◆ Direction
Can you copy the listing below word for word, leaving every line unchanged?

▬▬▬▬▬▬

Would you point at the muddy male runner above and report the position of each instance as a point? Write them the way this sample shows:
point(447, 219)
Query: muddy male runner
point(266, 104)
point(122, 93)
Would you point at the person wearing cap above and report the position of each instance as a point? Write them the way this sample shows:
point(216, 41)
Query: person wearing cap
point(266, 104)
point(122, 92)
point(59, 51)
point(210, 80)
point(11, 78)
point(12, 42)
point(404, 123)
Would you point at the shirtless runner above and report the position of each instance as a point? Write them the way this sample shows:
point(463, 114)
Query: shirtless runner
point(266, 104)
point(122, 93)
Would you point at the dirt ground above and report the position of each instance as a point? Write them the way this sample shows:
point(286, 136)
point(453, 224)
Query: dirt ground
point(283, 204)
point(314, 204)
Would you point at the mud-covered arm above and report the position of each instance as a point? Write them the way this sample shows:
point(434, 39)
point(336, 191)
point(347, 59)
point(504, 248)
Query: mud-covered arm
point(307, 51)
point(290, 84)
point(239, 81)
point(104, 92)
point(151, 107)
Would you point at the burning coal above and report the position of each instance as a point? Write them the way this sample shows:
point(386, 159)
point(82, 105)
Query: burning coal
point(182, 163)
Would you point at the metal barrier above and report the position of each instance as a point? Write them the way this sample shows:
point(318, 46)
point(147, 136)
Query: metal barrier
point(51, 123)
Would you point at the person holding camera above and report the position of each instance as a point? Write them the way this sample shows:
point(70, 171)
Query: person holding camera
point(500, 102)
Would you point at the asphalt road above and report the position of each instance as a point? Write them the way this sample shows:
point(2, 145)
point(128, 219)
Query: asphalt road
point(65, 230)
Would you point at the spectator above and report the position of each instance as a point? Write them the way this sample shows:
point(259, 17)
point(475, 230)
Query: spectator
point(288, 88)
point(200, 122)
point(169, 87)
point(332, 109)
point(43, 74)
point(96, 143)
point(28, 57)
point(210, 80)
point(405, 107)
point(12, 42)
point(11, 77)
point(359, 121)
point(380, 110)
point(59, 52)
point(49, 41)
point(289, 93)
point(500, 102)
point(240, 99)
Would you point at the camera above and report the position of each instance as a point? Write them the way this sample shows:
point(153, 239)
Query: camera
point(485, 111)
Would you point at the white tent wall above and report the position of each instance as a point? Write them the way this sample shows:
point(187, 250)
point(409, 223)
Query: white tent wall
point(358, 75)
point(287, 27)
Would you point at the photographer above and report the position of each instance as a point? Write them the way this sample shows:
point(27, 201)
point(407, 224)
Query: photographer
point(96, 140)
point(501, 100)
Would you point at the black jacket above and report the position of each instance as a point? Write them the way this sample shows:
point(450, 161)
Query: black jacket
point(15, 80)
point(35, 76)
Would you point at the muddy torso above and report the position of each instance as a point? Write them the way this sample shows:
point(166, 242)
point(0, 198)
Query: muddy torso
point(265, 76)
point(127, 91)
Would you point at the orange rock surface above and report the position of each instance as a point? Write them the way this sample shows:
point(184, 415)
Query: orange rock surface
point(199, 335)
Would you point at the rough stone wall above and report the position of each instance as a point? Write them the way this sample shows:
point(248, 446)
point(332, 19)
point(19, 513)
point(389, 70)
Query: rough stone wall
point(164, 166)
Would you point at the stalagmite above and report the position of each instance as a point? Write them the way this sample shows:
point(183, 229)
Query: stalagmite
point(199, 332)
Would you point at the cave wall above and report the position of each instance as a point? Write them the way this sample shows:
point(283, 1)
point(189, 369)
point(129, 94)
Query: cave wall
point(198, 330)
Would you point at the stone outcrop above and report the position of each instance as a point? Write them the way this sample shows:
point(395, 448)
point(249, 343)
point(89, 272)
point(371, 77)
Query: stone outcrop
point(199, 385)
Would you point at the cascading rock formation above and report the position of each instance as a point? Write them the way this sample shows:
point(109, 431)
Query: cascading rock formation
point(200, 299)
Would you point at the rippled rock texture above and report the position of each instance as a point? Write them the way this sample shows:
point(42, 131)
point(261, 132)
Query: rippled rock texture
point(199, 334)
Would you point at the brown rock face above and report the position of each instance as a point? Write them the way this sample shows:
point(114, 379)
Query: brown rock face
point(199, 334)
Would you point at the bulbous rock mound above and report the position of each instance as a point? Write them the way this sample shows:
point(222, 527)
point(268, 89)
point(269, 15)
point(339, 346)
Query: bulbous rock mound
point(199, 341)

▬▬▬▬▬▬

◆ Finished task
Would you point at the muddy male runner above and report the position of each instance as a point? Write them the way this sample shows:
point(447, 219)
Query: muddy male runner
point(266, 104)
point(122, 93)
Would you point at the person wearing cap above and report the position of each instance as a point? Write them the way this sample shows:
point(216, 41)
Query: person wearing cap
point(266, 104)
point(122, 92)
point(59, 51)
point(210, 80)
point(11, 78)
point(12, 42)
point(404, 123)
Would you point at the shirtless runner above and report the position of each instance as a point? Write them the way this sample shows:
point(463, 114)
Query: shirtless runner
point(266, 104)
point(122, 93)
Would you point at the dirt ground above and report the position of each instance as a point? Write them the way this sample shows:
point(286, 136)
point(453, 224)
Query: dirt ground
point(283, 204)
point(314, 204)
Would you point at the mud-covered arm above and report the position of each instance as a point? Write them the way this sample shows:
point(434, 39)
point(336, 191)
point(347, 59)
point(504, 248)
Query: mud-covered arm
point(307, 51)
point(290, 84)
point(239, 81)
point(104, 92)
point(151, 107)
Would you point at the burning coal above and report the position of each instance as a point? Write them the way this sample shows:
point(386, 159)
point(82, 105)
Query: burning coal
point(182, 163)
Would you point at the metal barrier above and report the position of each instance as a point? Write them the way this sample shows:
point(318, 46)
point(147, 136)
Query: metal barrier
point(51, 123)
Would you point at the person holding camera above and report the position of each instance as a point? Write them the way this sample shows:
point(70, 171)
Query: person holding camera
point(500, 102)
Would you point at the asphalt road above and report the position of each instance as a point? Write them the way this sample shows:
point(2, 145)
point(128, 219)
Query: asphalt road
point(65, 230)
Would you point at the spectator above and report the position of each instance as a point? Write them the way this sample shows:
point(259, 17)
point(475, 230)
Query: spectator
point(288, 88)
point(200, 122)
point(169, 87)
point(332, 109)
point(43, 74)
point(96, 143)
point(28, 57)
point(210, 80)
point(405, 107)
point(12, 42)
point(11, 77)
point(359, 121)
point(380, 110)
point(59, 52)
point(49, 41)
point(289, 93)
point(500, 102)
point(240, 99)
Would you point at the camera above and report the position of each instance as a point? Write them the way this sample shows:
point(153, 239)
Query: camera
point(485, 111)
Would you point at the white tent wall above and report the position of each instance as a point? Write them the way this sample shows:
point(187, 250)
point(409, 223)
Query: white tent wall
point(358, 75)
point(287, 27)
Would you point at the photographer above and report the position of each instance as a point? Write them the way this sample shows:
point(27, 201)
point(407, 224)
Query: photographer
point(96, 140)
point(501, 100)
Would you point at the black jacket above and report the position of each instance as a point? Write them the way this sample shows:
point(450, 161)
Query: black jacket
point(15, 80)
point(35, 76)
Would you point at the muddy torso above and report the position of each instance as a point? Write them the way this sample shows:
point(166, 242)
point(0, 198)
Query: muddy torso
point(265, 76)
point(127, 91)
Would you point at the orange rock surface above and report the position of each instance as a point? Write them the way this sample shows:
point(184, 415)
Query: orange rock surface
point(199, 335)
Would you point at the rough stone wall above and report the position of each instance as a point? Write them the way this sample shows:
point(248, 446)
point(332, 19)
point(19, 513)
point(389, 70)
Query: rough stone wall
point(164, 166)
Would you point at the stalagmite above and report the position of each instance as a point? Write them the way this sample shows:
point(183, 229)
Query: stalagmite
point(199, 332)
Would you point at the cave wall above and report the position of each instance as a point? Write them the way this sample shows:
point(283, 1)
point(189, 369)
point(129, 94)
Query: cave wall
point(198, 330)
Would you point at the stone outcrop above and report the position of each instance as a point? Write them the way this sample shows:
point(395, 448)
point(249, 343)
point(89, 272)
point(371, 77)
Query: stone outcrop
point(199, 385)
Would you point at the cascading rock formation above and report the position of each instance as a point? Write them the way this sample shows:
point(109, 431)
Query: cascading rock formation
point(200, 299)
Would you point at the rippled rock texture above and report the position of each instance as a point? Write them the way this sample shows:
point(42, 131)
point(261, 132)
Query: rippled rock texture
point(199, 334)
Would you point at the brown rock face above and report the position of each instance as a point? Write them the way this sample shows:
point(114, 379)
Query: brown rock face
point(199, 334)
Would you point at the bulbous rock mound above and report the position of each instance as a point? Write them the way this sample shows:
point(222, 527)
point(268, 89)
point(269, 15)
point(339, 346)
Query: bulbous rock mound
point(199, 341)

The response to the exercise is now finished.